SELECTED EXTRACT>
####################

Foerster moved in with Grossaint, who was then working as an office manager for an embroidery company. In 1979, the pair decided to move to Salt Lake City to be closer to Grossaint’s ailing mother and find jobs: Foerster with a life insurance company and Grossaint with the Utah Public Service Commission.
“We dreamed all the time about getting married someday, and even had a commitment ceremony,” Foerster said. “We always thought, ‘Wow, wouldn’t that be wonderful someday to be recognized legally?’”
After about a decade, Foerster developed back trouble and then was hit with many other health problems, including failing eyesight, breast and cervical cancer and a rare bone infection called osteomyelitis. Grossaint accompanied her to every doctor and hospital visit.
“It’s okay, Bon — you’re a survivor,” she recalled Grossaint telling her often. “You’re beautiful from the inside out and I’ll always love you, no matter what. I’ll see you through this.”
And she did — through 29 back surgeries, blindness caused by macular degeneration and the amputation of both of Foerster’s legs below the knee in 2016, when her bone infection nearly ended her life.
Through their troubles, they had spoken with Bishop Terry Elkington of Salt Lake City’s Old Catholic Fellowship Church, who had planned to help the Catholic couple tie the knot.
“Beverly’s greatest wish was to legally marry Bonnie,” Elkington said. “The three of us had talked about it a lot before Beverly took a turn for the worst. They were so close and perfect for each other.”
Later in 2016, Grossaint, a former smoker, was struggling with health problems of her own, including vision loss, chronic heart failure and emphysema. In and out of the hospital for two years, she ended up in intensive care in the spring with trouble breathing, and doctors said there was nothing more they could do.
Foerster got a call from the hospice center saying it was time for her to come say her final goodbye.

####################

PROBLEM 1> Do these statements agree with the passage about Foerster and Grossaint? Answer yes or no for each, quoting the deciding words of the passage. (a) The pair moved to Salt Lake City in 1979. (b) Both of Foerster's legs were amputated below the knee in 2016. (c) Bishop Terry Elkington had already performed the couple's legal marriage.
PROBLEM 2> Continue the passage about Foerster and Grossaint, picking up right after its final sentence.
The rows that come after this passage have nothing to do with it.

GIVEN INFORMATION>
####################

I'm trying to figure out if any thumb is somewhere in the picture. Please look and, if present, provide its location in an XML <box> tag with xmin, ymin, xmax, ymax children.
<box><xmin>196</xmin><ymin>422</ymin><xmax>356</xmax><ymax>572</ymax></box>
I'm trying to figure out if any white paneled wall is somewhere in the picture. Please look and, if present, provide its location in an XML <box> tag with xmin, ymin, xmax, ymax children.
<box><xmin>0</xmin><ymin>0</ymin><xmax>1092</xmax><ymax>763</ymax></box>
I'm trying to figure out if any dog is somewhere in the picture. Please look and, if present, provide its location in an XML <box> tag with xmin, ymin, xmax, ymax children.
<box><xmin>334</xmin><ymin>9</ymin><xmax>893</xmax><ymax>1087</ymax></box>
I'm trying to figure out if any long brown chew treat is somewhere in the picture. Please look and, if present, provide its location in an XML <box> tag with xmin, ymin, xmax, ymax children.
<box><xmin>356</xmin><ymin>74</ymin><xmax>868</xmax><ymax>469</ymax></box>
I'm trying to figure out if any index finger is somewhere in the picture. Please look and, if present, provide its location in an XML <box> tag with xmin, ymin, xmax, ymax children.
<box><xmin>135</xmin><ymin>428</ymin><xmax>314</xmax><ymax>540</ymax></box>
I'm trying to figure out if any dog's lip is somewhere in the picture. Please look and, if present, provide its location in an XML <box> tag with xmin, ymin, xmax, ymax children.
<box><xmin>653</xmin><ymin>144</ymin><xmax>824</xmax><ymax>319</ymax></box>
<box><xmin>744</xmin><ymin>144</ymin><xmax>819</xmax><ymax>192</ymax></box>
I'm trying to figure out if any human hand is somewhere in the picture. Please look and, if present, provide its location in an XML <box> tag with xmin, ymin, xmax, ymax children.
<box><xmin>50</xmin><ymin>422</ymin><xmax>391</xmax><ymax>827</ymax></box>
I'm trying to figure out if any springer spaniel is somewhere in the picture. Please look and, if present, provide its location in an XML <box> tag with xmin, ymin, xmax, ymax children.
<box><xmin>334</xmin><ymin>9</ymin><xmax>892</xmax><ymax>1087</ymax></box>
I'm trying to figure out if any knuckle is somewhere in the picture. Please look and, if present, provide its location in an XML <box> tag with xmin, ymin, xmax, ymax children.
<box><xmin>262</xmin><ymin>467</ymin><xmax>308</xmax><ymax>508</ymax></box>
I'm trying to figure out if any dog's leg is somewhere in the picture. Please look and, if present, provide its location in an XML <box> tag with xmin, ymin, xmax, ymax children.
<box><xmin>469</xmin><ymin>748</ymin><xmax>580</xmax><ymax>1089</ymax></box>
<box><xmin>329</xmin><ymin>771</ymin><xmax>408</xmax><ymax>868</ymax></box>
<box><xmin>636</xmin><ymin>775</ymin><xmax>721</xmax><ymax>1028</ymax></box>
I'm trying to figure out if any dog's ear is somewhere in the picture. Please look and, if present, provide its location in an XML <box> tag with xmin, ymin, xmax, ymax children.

####################

TASK ANSWER 1>
(a) Yes: "In 1979, the pair decided to move to Salt Lake City"
(b) Yes: "the amputation of both of Foerster’s legs below the knee in 2016"
(c) No: "who had planned to help the Catholic couple tie the knot"

TASK ANSWER 2>
“When she heard my voice in the room, she asked me to go,” recalled Foerster emotionally, “because she didn’t want me to see her dying. She wanted me to remember the good times, the happy times. But every day was a good time and a happy time with Bevvie. So I stayed.”
Positioning her wheelchair next to Grossaint’s bed, Foerster held her hand tightly and sang “Day by Day” — the song from the “Godspell” musical that they had made theirs after hearing it on the radio in 1972.
Then she recalled telling Grossaint: “I want to thank you for every second of our lives. Every moment that we shared, every argument that we had, every bill that we paid together. I will never forget you. I love you more than words can say.’”
Because her wheelchair prevented her from leaning over to kiss Grossaint goodbye, she wiped the tears from her longtime love’s eyes.
Grossaint softly responded, “Oh, Bon, I will be waiting for you with open arms, and I will hold you eternally,” Foerster said.
Foerster, who lives in an assisted living center, was planning a memorial service for Sept. 15 but will now combine it with a “wedding celebration” party in honor of the judge’s ruling.
“I’m going to get a tattoo right above my heart with Bev’s name, a rose and a miniature heart,” Foerster said. “I know it will hurt like hell, but Bev’s worth it.”